[Records drawn from a dataset]
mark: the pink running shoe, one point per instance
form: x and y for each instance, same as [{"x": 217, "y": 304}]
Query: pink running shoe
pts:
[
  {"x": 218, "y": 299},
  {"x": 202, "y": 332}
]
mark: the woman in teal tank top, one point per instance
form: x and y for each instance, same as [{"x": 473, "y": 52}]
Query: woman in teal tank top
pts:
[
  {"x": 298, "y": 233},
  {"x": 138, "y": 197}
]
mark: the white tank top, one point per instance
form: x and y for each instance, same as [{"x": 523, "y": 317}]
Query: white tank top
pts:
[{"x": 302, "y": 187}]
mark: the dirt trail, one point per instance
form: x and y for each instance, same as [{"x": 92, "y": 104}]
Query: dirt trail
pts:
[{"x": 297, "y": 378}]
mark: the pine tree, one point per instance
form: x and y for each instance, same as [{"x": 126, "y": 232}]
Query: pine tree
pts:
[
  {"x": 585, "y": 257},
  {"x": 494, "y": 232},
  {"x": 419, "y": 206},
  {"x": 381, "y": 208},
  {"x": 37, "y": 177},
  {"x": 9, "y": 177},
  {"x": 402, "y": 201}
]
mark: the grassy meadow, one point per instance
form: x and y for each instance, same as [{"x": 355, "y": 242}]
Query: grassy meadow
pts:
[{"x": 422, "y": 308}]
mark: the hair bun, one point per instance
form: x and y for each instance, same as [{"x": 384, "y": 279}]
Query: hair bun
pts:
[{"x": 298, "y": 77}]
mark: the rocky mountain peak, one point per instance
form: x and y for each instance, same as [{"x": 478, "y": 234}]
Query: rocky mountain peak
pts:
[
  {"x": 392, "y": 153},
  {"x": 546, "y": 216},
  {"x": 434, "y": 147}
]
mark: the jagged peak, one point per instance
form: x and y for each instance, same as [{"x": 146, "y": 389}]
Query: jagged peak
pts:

--- Work instruction ---
When a line contains the string "jagged", count that line; once every line of the records has been checked, state the count alone.

--- Task output ---
2